# WORK TO DO
Can you rewrite every one of the items below with "flow planner" swapped for "route planner" and everything else left unchanged? Leave the pictures out of your answer.

# DATA LISTING
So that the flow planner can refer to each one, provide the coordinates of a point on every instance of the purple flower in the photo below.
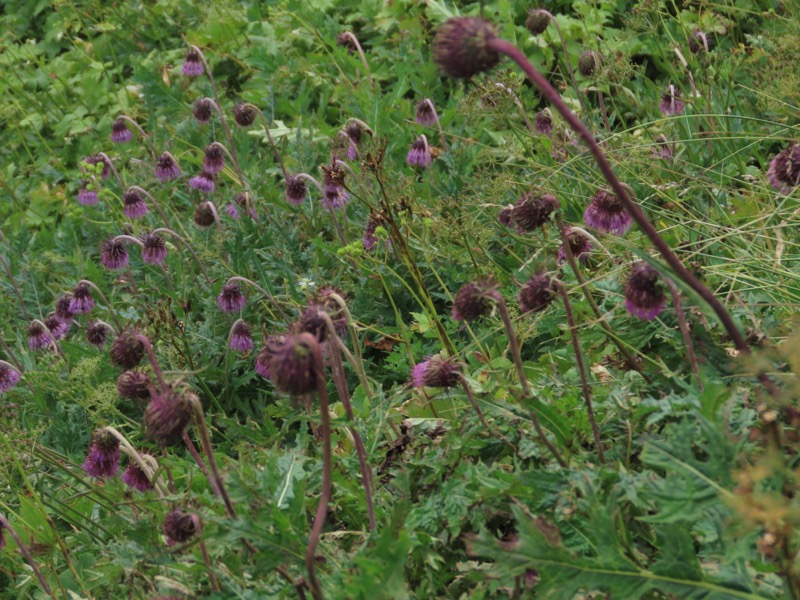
(420, 154)
(214, 158)
(241, 340)
(135, 478)
(113, 254)
(154, 249)
(192, 65)
(644, 295)
(9, 377)
(606, 213)
(134, 205)
(784, 169)
(231, 298)
(120, 132)
(102, 459)
(167, 168)
(436, 372)
(203, 182)
(86, 196)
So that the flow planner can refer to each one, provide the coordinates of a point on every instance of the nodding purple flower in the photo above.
(9, 377)
(134, 205)
(296, 190)
(476, 299)
(670, 104)
(537, 294)
(38, 336)
(135, 478)
(86, 196)
(644, 295)
(606, 213)
(167, 168)
(264, 358)
(293, 368)
(192, 65)
(214, 158)
(203, 182)
(154, 249)
(97, 334)
(232, 211)
(62, 310)
(82, 300)
(420, 153)
(461, 47)
(241, 339)
(543, 122)
(113, 254)
(231, 299)
(58, 328)
(127, 350)
(202, 110)
(168, 413)
(180, 527)
(436, 372)
(120, 132)
(102, 459)
(134, 385)
(579, 244)
(784, 170)
(425, 113)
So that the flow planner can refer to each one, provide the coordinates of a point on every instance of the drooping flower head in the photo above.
(113, 254)
(102, 460)
(579, 244)
(180, 526)
(476, 299)
(38, 336)
(436, 372)
(214, 158)
(97, 334)
(606, 213)
(202, 110)
(192, 64)
(168, 413)
(231, 299)
(167, 168)
(461, 47)
(644, 294)
(154, 249)
(134, 385)
(9, 377)
(203, 182)
(135, 478)
(127, 350)
(670, 104)
(120, 132)
(784, 169)
(293, 367)
(420, 153)
(531, 212)
(87, 195)
(537, 294)
(241, 340)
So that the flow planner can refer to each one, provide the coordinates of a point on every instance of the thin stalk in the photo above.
(26, 553)
(587, 396)
(327, 470)
(504, 47)
(513, 346)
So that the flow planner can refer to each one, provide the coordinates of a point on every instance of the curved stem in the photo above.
(26, 553)
(523, 380)
(504, 47)
(587, 396)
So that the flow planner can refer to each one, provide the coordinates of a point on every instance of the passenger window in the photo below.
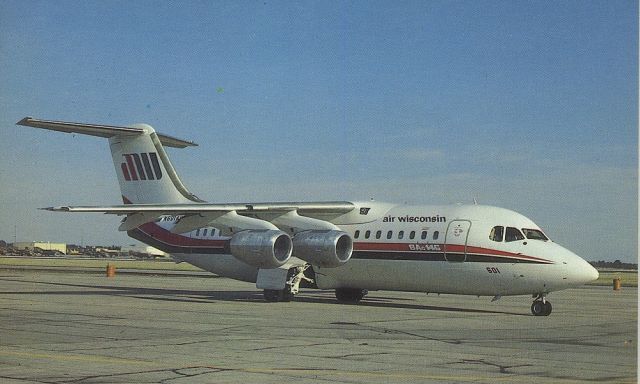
(513, 234)
(497, 233)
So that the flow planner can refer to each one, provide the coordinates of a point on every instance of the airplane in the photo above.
(352, 247)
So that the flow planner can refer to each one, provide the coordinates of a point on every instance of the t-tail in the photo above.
(145, 174)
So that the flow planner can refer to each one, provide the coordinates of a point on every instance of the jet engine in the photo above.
(262, 248)
(327, 249)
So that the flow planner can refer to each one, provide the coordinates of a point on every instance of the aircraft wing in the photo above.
(296, 216)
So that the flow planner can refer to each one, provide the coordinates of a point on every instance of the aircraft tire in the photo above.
(349, 295)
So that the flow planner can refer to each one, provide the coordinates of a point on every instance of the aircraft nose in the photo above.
(592, 273)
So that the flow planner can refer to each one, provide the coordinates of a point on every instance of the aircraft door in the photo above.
(455, 249)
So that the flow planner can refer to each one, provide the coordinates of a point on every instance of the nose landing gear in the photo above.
(541, 306)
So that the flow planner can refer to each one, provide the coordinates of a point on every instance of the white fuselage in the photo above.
(439, 249)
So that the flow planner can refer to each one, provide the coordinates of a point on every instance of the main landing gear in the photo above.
(295, 277)
(541, 306)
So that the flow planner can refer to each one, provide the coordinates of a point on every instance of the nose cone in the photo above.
(592, 273)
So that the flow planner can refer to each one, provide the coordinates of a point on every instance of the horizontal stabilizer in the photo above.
(336, 207)
(106, 131)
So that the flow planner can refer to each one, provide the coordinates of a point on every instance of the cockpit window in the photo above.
(513, 234)
(497, 233)
(534, 234)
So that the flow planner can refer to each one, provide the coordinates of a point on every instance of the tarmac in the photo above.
(71, 327)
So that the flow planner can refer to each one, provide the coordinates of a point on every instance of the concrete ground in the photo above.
(58, 327)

# WRITTEN SOLUTION
So that the route planner can refer to each one, provide the coordinates of a point on every instance of the purple flower in the photo below.
(420, 154)
(214, 158)
(241, 340)
(135, 478)
(113, 254)
(154, 249)
(192, 65)
(644, 295)
(9, 377)
(606, 213)
(134, 205)
(784, 169)
(231, 298)
(120, 132)
(102, 459)
(167, 168)
(436, 372)
(203, 182)
(86, 196)
So that the route planner can refer to each one, provide the coordinates of a point on every instance of the nodding purple flower in the photo above.
(9, 377)
(134, 205)
(296, 190)
(476, 299)
(670, 104)
(537, 294)
(38, 336)
(135, 478)
(86, 196)
(644, 295)
(606, 213)
(167, 168)
(264, 358)
(293, 368)
(192, 65)
(214, 158)
(203, 182)
(154, 249)
(97, 334)
(232, 211)
(62, 310)
(82, 300)
(420, 153)
(461, 47)
(241, 339)
(543, 122)
(113, 254)
(231, 299)
(58, 328)
(127, 350)
(202, 110)
(168, 413)
(180, 527)
(436, 372)
(120, 132)
(102, 459)
(134, 385)
(579, 244)
(784, 170)
(425, 113)
So that the route planner can refer to each one, provide the coordinates of a point on every instance of the drooping flower head in the photo above.
(113, 254)
(102, 460)
(579, 244)
(180, 526)
(476, 299)
(38, 336)
(436, 372)
(214, 158)
(97, 334)
(606, 213)
(202, 110)
(192, 64)
(168, 413)
(231, 299)
(167, 168)
(461, 47)
(644, 294)
(154, 249)
(134, 385)
(9, 377)
(203, 182)
(135, 478)
(127, 350)
(670, 104)
(120, 132)
(784, 169)
(293, 367)
(420, 153)
(531, 212)
(87, 195)
(537, 294)
(241, 340)
So that the route planner can refer to each one, provide the coordinates of a point on every instance of the thin stalk in the photo above.
(26, 553)
(587, 396)
(327, 470)
(504, 47)
(513, 346)
So that the route planner can refer to each one, provide the coordinates of a point on every instance of the curved stem in the photo above.
(26, 553)
(523, 380)
(504, 47)
(587, 396)
So that the route planner can refer to each one, provide the coordinates of a point on every instance of the passenger window in the photo below.
(513, 234)
(497, 233)
So that the route planner can refer to each one, provide the coordinates of a point on every instance of the airplane in the photo above.
(352, 247)
So that the route planner can refer to each one, provide the coordinates of a point on every instance of the t-tail in the photo above.
(145, 174)
So that the route planner can refer to each one, provide the coordinates of a point on every instance of the jet engine in the photo above.
(262, 248)
(327, 249)
So that the route planner can refer to each one, provide the coordinates of a point on every instance of the aircraft wing in the photo above.
(296, 216)
So that the route planner can refer to each one, provide the coordinates of a point on every instance of the aircraft tire in the photo above.
(349, 295)
So that the route planner can refer to each one, provide the coordinates of a point on every instance of the aircraft nose in the photo above.
(592, 273)
So that the route planner can refer to each one, provide the coordinates of a point on every instance of the aircraft door in the photo above.
(455, 249)
So that the route planner can refer to each one, provide the coordinates of a point on every instance of the nose landing gear in the photo above.
(541, 306)
So that the route planner can refer to each one, provide the coordinates of a point on every instance of the white fuselage in the photo above.
(439, 249)
So that the route planner can refer to each one, provide the coordinates of a point on every instance of the main landing gear in the photo above.
(295, 277)
(541, 306)
So that the route planner can refer to each one, provide the coordinates of a point on every instance of the nose cone in the photo above.
(592, 273)
So that the route planner can refer to each one, provide the coordinates of a point on every instance of the horizontal stabilizer in the photo above.
(336, 207)
(106, 131)
So that the route planner can refer to each one, provide the coordinates of a point on every instance of the cockpit window in the photo above.
(513, 234)
(497, 233)
(534, 234)
So that the route planner can refer to each one, provide the coordinates of a point on every instance of the tarmac in the photo above.
(71, 327)
So that the route planner can refer to each one, provide the coordinates of a point on every instance of the concrete ground in the photo above.
(58, 327)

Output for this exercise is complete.